# YOUR GOAL
Render every line of the items below as a numbered list, skipping blank lines and leaving out the pictures.

# EXERCISE INPUTS

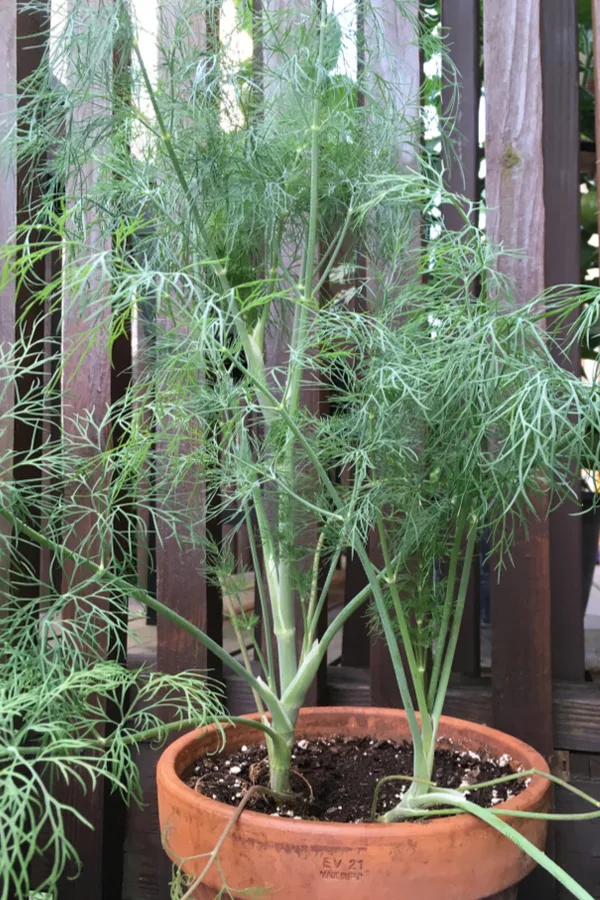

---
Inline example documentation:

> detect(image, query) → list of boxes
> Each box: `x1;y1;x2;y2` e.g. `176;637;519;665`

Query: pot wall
157;707;550;900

# FULL OUTPUT
1. ---
2. Inline example documentation:
3. > detect(image, query) → list of boxes
4. > Each box: `x1;y1;x2;y2` e.g. `176;637;519;665`
5. Query: pot wall
6. 157;707;550;900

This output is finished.